Exposure to beta-blockers during the first trimester of pregnancy was not associated with heightened risk for cardiac or other major birth defects, analysis of two large cohorts found.

The excess risks with such exposure were not significant for major congenital malformations (adjusted RR 1.07, 95% CI 0.89-1.30) or cardiac malformations (aRR 1.12, 95% CI 0.83-1.51), reported Brian Bateman, MD, MSc, of Brigham and Women's Hospital in Boston, and colleagues in Annals of Internal Medicine.

The absolute excess risks per 1,000 persons exposed were 3.0 (95% CI -6.6 to 12.6) and 2.1 (95% CI -4.3 to 8.4), respectively, which at the very least excluded a large increase, the researchers noted.

"In the setting of small numbers of outcomes, our study cannot exclude an increase in the RR for the less common malformation types, cleft lip or palate and CNS malformations," they cautioned. "However, the point estimates from our analysis suggest a more modest increase in the RR for these malformations than earlier publications have reported."

Those prior studies had significant limitations like bias and confounding by the mother's hypertension, Bateman and co-authors emphasized. The present study restricted the assessment to pregnancies with a diagnosis of hypertension in order to lessen potential confounding by indication.

"The potential risks to the fetus must be balanced against the risks to the mother associated with untreated hypertension," they concluded.

Maternal health is a priority for clinicians and parents, Joel Ray, MD, MSc, of University of Toronto, agreed in an accompanying editorial. "Moreover, fetal well-being depends on maternal well-being, and untreated maternal disease both jeopardizes the health of a fetus and may shorten a pregnancy," the editorialist wrote.

•••••

### Study questions
**a.** For each statement, decide whether it agrees with the article on beta-blocker use in pregnancy. Answer yes or no and quote the words of the article that settle it.
(i) First-trimester exposure to beta-blockers was linked to a heightened risk for cardiac birth defects.
(ii) The study limited its assessment to pregnancies with a diagnosis of hypertension.
(iii) Brian Bateman wrote the accompanying editorial.
**b.** Write a continuation of the article on beta-blocker use in pregnancy, starting after its last sentence.
The entries have nothing to do with this work.

•••••

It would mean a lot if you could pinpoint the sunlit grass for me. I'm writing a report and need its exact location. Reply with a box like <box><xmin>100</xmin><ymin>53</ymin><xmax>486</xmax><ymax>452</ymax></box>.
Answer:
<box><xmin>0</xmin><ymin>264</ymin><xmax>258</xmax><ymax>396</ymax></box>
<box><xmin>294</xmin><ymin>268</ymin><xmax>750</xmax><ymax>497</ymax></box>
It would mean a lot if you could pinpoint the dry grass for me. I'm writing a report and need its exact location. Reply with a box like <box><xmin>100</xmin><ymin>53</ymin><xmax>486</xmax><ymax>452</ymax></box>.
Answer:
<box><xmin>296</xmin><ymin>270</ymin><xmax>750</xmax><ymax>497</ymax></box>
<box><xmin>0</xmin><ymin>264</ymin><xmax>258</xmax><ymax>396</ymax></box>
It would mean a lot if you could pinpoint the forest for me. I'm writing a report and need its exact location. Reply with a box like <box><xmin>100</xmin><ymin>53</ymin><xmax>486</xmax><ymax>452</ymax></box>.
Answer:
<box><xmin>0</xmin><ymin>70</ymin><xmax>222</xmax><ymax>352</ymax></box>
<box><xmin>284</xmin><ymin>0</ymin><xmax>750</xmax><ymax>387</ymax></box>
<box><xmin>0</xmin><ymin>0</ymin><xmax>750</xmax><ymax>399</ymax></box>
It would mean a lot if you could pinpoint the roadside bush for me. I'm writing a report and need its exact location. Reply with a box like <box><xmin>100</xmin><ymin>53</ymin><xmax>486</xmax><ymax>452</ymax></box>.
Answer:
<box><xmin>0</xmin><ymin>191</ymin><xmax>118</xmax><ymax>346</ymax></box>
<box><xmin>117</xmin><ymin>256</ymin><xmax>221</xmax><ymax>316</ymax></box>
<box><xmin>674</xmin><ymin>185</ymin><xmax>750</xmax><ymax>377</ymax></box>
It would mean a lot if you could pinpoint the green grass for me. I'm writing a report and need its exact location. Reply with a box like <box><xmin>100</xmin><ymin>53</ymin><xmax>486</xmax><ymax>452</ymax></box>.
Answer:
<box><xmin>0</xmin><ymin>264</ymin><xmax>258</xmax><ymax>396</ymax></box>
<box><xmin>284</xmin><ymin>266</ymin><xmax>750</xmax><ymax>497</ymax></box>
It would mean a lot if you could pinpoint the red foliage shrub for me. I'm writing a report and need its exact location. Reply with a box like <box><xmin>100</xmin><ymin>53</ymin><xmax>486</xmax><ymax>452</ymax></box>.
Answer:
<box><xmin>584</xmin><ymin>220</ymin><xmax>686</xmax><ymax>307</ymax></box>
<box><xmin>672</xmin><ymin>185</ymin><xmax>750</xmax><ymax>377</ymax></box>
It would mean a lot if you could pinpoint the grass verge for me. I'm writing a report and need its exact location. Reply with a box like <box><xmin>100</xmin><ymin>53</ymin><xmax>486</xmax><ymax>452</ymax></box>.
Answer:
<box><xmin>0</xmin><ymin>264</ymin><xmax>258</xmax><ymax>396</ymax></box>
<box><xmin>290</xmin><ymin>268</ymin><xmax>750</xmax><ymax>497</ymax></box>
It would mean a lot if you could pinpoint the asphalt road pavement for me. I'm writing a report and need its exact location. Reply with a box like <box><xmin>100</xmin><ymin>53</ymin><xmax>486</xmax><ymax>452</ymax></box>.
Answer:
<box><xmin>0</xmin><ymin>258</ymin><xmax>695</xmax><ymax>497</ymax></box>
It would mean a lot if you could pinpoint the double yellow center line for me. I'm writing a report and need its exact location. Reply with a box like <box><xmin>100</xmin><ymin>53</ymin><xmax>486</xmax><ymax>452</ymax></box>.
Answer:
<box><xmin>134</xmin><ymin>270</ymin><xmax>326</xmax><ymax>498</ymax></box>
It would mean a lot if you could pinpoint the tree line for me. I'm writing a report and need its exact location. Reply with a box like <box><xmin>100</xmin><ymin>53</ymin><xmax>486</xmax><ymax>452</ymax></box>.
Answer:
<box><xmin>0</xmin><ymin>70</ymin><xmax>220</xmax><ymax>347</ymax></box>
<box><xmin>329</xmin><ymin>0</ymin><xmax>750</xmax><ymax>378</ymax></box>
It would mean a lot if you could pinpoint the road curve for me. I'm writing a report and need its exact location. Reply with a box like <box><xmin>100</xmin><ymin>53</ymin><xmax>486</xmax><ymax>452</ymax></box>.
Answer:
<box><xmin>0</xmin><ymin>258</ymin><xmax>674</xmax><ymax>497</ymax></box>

•••••

### Answer set
**a.**
(i) No: "was not associated with heightened risk for cardiac or other major birth defects"
(ii) Yes: "The present study restricted the assessment to pregnancies with a diagnosis of hypertension"
(iii) No: "Joel Ray, MD, MSc, of University of Toronto, agreed in an accompanying editorial"

**b.**
"Accordingly, beta-blockers should be used in pregnancy when indicated for the treatment of various maternal medical conditions, and labetalol should be a first-line treatment choice for chronic hypertension," Ray continued.

The study was reassuring, said Stephen Chasen, MD, of Weill Cornell Medicine in New York City, who was not involved in the study.

"If there is any impact, it is likely to be very small. Since uncontrolled hypertension can be associated with very poor outcomes during pregnancy, we can be confident that preventing maternal morbidity with beta-blockers even in the earliest stages of pregnancy is safe, and that the clear benefits are very likely to outweigh any theoretical risk," Chasen told MedPage Today.

Bateman's group evaluated 3,577 women in a Nordic cohort with hypertensive pregnancies, of whom 19.1% were exposed to beta-blockers in the first trimester. The group consisted of women from Denmark, Finland, Iceland, Norway, and Sweden who had a pregnancy with a single, live-born infant.

The study also looked at the U.S. MAX database of all hypertensive pregnant women aged 12 to 55 years continuously receiving Medicaid from the 3 months prior to their last menstrual cycle to 1 month after delivery. Of the 14,900 women in this group, 11.2% were exposed to beta-blockers in the first trimester.

For cleft lip or palate, the pooled adjusted relative risk linked with beta-blockers was 1.97 (95% CI 0.74-5.25), and the risk difference per 1,000 persons (RD1000) exposed was 1.0 (95% CI -0.9 to 3.0).

For central nervous system malformations, the aRR was 1.37 (95% CI 0.58-3.25) and the RD1000 was 1.0 (95% CI -2.0 to 4.0).

The main limitation of the study was that it was retrospective. "Hypertensive women who require blood pressure medication are different than hypertensive women who don't," Chasen highlighted.

Another one of the study's limitations was that the U.S. population assessed was not representative of the entire obstetric population, he added.

"Future studies should examine the risk associated with individual beta-blockers and how it may vary with dose," the investigators said.

The study was supported by the Eunice Kennedy Shriver National Institute of Child Health and Human Development, Söderström König Foundation, the National Institute of Mental Health, Finnish Medicines Agency, the National Institute for Health and Welfare, and the Social Insurance Institution of Finland.

Bateman disclosed relationships with the National Institutes of Health, Lilly, GlaxoSmithKline, Baxalta, Pacira, and Pfizer.

Ray did not disclose any conflicts of interest.